When you find the line with "pixel 25 65" among the records below, reproduce it and each line after it exactly, ending with the line with "pixel 1111 535".

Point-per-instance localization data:
....................

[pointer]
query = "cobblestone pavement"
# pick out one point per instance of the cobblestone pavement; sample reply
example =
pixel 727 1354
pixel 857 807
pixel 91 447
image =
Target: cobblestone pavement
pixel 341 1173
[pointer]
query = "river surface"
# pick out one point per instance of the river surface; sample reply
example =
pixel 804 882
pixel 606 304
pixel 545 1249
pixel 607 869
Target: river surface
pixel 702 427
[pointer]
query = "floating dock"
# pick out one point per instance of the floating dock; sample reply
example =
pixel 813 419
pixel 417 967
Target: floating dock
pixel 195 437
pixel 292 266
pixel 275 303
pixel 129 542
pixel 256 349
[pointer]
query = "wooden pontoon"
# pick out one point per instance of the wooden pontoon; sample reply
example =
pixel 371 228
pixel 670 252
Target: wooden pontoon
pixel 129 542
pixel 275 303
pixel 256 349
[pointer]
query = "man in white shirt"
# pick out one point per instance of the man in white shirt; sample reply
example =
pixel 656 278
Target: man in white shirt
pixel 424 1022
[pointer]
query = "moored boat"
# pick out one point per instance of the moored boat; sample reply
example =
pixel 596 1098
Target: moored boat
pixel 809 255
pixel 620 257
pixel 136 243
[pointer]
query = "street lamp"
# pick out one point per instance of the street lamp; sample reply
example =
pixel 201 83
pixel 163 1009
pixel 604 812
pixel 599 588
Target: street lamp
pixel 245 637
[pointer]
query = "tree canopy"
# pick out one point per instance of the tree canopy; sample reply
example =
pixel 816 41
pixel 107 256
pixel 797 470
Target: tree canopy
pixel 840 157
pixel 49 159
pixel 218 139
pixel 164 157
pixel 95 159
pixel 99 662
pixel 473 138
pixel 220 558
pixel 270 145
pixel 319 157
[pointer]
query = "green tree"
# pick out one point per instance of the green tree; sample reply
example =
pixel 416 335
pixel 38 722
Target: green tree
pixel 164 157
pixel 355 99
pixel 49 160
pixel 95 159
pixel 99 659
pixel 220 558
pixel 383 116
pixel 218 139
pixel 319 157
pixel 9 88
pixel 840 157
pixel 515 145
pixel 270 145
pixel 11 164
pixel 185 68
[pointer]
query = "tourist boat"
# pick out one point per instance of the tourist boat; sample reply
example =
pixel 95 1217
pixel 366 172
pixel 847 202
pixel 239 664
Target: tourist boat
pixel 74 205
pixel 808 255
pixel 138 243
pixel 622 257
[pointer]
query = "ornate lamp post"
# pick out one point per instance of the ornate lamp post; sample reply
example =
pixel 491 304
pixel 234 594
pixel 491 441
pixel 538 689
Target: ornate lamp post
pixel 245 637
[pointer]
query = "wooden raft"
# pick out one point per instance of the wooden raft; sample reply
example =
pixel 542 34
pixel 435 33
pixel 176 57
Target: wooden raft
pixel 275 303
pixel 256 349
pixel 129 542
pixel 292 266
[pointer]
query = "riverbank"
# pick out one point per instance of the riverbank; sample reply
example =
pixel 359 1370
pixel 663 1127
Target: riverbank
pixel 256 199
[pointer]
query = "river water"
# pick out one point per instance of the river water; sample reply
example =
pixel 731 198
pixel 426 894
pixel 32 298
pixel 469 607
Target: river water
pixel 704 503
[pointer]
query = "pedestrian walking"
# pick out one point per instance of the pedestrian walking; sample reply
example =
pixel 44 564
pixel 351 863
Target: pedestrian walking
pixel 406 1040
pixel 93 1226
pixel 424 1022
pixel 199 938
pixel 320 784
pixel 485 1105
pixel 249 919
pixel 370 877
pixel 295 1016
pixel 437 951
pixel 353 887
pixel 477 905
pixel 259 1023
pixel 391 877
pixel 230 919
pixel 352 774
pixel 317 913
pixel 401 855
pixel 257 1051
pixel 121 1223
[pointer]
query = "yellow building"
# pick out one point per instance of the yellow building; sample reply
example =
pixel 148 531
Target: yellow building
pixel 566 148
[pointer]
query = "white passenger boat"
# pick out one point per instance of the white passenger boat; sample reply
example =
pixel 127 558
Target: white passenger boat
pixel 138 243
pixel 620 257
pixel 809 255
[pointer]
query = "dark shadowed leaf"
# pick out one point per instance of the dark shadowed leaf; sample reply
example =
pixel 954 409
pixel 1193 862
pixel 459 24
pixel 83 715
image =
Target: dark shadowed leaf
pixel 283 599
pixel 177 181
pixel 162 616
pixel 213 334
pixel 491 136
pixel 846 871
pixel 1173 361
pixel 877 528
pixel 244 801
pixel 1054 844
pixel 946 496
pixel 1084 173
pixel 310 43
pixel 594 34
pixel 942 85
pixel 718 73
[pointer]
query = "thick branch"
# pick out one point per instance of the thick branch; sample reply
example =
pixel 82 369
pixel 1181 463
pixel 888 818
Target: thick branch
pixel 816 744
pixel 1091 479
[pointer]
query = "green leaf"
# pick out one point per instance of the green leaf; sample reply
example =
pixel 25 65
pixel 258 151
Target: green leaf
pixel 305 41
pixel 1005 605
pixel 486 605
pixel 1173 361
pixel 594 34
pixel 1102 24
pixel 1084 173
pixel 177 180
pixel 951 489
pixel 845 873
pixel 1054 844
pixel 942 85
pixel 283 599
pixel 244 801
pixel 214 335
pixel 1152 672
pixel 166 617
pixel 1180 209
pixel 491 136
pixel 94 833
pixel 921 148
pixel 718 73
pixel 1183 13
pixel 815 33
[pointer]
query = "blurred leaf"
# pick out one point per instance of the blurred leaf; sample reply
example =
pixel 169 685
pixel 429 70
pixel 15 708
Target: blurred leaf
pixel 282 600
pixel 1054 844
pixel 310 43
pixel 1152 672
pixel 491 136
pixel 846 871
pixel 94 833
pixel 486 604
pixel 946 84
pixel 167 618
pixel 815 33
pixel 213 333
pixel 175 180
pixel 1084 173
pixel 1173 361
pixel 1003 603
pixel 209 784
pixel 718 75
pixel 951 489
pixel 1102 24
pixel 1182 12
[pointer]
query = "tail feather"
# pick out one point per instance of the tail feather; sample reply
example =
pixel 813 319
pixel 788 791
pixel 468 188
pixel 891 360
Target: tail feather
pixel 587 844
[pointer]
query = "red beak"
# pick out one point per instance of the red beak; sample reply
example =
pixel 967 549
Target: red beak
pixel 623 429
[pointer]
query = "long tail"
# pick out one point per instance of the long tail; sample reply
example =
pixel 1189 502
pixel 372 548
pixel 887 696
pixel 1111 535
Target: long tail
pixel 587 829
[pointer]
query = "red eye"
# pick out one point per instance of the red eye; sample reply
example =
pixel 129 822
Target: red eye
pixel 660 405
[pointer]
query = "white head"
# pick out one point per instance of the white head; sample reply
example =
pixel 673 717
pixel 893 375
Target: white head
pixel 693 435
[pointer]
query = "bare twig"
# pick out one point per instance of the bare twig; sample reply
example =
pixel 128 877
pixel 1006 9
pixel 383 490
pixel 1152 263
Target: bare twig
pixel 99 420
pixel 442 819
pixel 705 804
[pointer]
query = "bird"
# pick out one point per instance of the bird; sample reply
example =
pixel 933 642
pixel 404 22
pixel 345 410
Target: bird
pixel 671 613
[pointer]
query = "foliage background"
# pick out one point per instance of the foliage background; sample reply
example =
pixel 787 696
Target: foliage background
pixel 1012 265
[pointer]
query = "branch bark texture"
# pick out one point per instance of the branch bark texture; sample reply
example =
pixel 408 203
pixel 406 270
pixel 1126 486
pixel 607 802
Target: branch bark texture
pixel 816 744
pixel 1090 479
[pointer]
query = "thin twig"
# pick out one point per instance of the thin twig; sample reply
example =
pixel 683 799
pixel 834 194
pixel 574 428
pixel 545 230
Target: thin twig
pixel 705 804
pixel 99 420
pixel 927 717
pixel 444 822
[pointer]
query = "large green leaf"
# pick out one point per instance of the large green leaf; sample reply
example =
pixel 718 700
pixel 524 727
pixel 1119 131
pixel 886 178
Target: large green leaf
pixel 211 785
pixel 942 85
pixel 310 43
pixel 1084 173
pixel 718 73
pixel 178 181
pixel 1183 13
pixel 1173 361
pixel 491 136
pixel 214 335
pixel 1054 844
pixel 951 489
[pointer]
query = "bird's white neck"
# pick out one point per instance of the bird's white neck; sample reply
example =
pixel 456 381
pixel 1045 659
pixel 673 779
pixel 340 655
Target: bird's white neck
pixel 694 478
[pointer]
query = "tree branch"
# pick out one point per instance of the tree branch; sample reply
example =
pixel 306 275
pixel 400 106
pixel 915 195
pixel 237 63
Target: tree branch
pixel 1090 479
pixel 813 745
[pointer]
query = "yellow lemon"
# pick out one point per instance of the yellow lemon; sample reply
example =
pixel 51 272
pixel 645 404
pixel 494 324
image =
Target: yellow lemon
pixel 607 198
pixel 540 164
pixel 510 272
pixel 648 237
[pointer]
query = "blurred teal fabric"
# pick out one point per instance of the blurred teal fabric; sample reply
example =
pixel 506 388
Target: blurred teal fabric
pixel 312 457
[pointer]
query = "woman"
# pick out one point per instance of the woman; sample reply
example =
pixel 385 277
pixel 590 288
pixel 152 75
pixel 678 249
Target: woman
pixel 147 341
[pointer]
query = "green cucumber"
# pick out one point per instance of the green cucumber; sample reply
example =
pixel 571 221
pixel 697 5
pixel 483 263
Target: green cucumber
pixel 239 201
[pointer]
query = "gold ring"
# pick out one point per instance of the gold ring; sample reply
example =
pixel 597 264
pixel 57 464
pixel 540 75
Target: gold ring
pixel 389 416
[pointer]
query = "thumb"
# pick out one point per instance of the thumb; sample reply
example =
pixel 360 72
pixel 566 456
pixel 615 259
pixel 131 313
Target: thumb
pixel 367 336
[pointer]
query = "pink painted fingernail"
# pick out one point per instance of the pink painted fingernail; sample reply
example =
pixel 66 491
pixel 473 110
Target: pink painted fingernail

....................

- OUTPUT OF THE EXERCISE -
pixel 25 65
pixel 258 151
Target: green leaf
pixel 305 41
pixel 1005 605
pixel 486 605
pixel 1173 361
pixel 594 34
pixel 1102 24
pixel 1084 173
pixel 177 180
pixel 951 489
pixel 845 873
pixel 1054 844
pixel 942 85
pixel 283 599
pixel 244 801
pixel 214 335
pixel 1152 672
pixel 166 617
pixel 1180 209
pixel 491 136
pixel 94 833
pixel 921 148
pixel 718 73
pixel 1183 13
pixel 815 33
[pointer]
query = "blurred leaf"
# pick out one point per instance of the blurred leaf; sample reply
example =
pixel 169 685
pixel 429 70
pixel 15 708
Target: blurred leaf
pixel 282 600
pixel 1054 844
pixel 310 43
pixel 1152 672
pixel 491 136
pixel 846 871
pixel 94 833
pixel 486 604
pixel 946 84
pixel 167 618
pixel 815 33
pixel 213 333
pixel 175 180
pixel 1084 173
pixel 1173 361
pixel 1003 603
pixel 209 784
pixel 718 75
pixel 951 489
pixel 1102 24
pixel 1182 12
[pointer]
query = "tail feather"
# pick out one point per instance of the tail feather; sample reply
example =
pixel 813 319
pixel 788 791
pixel 468 188
pixel 891 360
Target: tail feather
pixel 587 844
[pointer]
query = "red beak"
# pick out one point per instance of the red beak; sample reply
example =
pixel 967 549
Target: red beak
pixel 623 429
[pointer]
query = "long tail"
# pick out one point per instance of the long tail; sample reply
example =
pixel 1189 502
pixel 372 548
pixel 887 696
pixel 1111 535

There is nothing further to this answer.